# Aim 1
Translate the sentence "Fixing the N-Quads and Turtle grammars is harder, or at least requires a different approach, because white space is required in some places in these languages." from the message about fixing the N-Quads and Turtle grammars into French.
# Aim 2
Continue the message about fixing the N-Quads and Turtle grammars, picking up right after its final sentence.

Fixing N-Quads and Turtle from Peter F. Patel-Schneider on 2017-06-29 (public-rdf-comments@w3.org from June 2017)

From: Peter F. Patel-Schneider <pfpschneider@gmail.com>
Date: Thu, 29 Jun 2017 06:25:03 -0700
To: Ivan Herman <ivan@w3.org>
Cc: public-rdf-comments@w3.org
Message-ID: <11739d01-e76c-ff58-71c6-651353239d9b@gmail.com>

Fixing the N-Quads and Turtle grammars is harder, or at least requires a
different approach, because white space is required in some places in these
languages.

I think that the grammar has to be stated something like:


A Turtle document is a Unicode[UNICODE] character string encoded in UTF-8
that can be recognized using the standard two-stage process of left-to-right
greedy tokenization followed by context-free parsing augmented with some
context-sensitive constraints.

# Excerpted data
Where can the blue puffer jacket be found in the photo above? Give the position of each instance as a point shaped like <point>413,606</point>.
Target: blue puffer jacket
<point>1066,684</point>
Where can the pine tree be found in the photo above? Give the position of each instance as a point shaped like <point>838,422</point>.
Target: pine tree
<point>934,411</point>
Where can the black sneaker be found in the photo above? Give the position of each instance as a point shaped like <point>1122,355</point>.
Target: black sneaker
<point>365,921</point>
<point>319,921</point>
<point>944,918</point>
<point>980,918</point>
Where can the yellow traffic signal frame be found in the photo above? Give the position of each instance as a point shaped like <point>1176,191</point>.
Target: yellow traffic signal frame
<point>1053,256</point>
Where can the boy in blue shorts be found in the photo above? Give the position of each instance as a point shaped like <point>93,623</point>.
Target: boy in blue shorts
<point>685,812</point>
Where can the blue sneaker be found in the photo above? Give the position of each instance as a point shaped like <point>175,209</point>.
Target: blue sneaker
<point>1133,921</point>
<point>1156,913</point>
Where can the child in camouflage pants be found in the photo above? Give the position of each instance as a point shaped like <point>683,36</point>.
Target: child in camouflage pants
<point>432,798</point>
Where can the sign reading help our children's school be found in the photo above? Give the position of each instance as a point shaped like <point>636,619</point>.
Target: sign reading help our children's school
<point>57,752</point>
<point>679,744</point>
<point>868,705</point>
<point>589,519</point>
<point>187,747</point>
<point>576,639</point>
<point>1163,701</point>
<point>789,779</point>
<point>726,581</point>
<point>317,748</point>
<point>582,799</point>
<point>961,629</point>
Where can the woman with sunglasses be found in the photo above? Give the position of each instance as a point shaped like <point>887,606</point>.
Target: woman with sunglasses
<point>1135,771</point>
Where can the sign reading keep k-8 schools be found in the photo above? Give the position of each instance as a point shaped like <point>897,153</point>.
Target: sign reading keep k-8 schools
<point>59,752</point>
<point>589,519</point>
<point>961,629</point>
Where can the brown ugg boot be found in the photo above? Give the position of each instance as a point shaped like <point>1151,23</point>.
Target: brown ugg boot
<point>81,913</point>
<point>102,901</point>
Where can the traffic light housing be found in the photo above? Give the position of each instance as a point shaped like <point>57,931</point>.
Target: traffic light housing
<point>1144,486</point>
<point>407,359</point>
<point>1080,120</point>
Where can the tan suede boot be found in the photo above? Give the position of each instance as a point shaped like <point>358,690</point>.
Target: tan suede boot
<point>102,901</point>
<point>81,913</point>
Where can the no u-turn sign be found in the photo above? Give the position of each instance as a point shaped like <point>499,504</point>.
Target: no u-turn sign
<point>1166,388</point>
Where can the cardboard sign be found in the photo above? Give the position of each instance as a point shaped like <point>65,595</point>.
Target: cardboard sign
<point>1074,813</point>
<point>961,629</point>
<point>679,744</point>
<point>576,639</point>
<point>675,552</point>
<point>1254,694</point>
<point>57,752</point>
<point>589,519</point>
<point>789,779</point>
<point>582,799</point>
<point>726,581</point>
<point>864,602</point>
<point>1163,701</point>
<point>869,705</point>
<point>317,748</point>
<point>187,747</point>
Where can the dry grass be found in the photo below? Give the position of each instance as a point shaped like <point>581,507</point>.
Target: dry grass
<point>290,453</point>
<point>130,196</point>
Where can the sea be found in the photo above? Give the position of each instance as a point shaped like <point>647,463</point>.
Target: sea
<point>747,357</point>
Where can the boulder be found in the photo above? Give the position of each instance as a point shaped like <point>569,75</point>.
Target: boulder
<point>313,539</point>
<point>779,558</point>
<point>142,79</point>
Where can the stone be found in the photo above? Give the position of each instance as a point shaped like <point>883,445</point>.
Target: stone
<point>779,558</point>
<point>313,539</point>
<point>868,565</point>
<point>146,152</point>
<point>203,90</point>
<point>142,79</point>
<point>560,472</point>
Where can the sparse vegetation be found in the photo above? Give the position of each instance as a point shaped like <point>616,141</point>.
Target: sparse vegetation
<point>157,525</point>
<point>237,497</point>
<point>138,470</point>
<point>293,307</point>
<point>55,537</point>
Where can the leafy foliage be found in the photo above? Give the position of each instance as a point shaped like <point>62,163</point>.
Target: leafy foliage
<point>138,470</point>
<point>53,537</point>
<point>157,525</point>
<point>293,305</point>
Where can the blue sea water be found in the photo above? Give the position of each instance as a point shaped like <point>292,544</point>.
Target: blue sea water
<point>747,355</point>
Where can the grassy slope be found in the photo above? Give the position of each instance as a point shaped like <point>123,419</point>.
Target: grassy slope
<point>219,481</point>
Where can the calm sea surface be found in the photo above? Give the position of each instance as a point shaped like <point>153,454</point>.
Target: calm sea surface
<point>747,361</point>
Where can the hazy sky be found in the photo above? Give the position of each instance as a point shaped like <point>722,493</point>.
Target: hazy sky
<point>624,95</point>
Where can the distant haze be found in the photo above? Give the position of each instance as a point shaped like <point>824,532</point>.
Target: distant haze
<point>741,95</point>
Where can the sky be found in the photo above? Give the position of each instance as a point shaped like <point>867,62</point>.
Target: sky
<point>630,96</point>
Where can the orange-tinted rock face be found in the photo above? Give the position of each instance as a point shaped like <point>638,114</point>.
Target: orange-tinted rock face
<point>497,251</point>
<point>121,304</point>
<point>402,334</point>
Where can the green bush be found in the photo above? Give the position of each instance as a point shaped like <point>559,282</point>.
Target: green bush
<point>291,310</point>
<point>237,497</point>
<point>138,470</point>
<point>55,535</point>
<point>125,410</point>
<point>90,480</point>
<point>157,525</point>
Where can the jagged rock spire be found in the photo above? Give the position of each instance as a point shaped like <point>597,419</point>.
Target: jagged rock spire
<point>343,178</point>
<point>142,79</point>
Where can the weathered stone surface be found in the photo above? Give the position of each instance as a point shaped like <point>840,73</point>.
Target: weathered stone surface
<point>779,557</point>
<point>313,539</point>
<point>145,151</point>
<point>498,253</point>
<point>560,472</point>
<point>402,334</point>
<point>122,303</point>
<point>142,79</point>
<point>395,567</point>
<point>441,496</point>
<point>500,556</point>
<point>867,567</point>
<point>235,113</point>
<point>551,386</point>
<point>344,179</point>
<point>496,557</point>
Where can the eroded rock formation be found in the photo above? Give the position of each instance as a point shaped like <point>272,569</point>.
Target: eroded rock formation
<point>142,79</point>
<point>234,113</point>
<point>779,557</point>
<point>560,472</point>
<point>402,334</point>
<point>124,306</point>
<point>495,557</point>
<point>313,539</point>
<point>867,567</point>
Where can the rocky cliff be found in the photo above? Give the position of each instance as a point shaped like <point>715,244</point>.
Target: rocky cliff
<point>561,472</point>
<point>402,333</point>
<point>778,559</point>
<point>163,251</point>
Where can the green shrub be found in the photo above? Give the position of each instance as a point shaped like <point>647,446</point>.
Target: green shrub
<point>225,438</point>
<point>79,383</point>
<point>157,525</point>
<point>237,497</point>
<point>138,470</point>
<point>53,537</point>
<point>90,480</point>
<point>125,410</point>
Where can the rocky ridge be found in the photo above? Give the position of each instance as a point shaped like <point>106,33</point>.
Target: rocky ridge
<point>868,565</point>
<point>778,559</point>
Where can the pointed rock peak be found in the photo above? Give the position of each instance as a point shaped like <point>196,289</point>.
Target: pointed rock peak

# Written response 1
Corriger les grammaires de N-Quads et de Turtle est plus difficile, ou du moins exige une approche différente, car l'espace blanc est obligatoire à certains endroits dans ces langages.

# Written response 2
The first stage turns the sequence of UNICODE code points into a sequence of
tokens using left-to-right greedy tokenization with the following regular
expressions:

....

Note: Because the tokenization is left-to-right and greedy, 0.0 is turned
into a single DECIMAL token not an INTEGER token followed by a DECIMAL
token.

Note: Language tags are not limited to the recognized language tags of ???.
As a consequence, this stage treats strings like "hi"@prefix as a
language-tagged string and not a simple string followed by the start of a
directive.

The second stage takes the token sequence with the WS token removed and
attempts to parse it using the following BNF grammar:

.....

During this stage, the prefix of any prefixed name must be the prefix of a
previous prefixID or sparqlPrefix directive.



N-Quads can use a slightly simpler setup as it doesn't have a
context-sensitive aspect.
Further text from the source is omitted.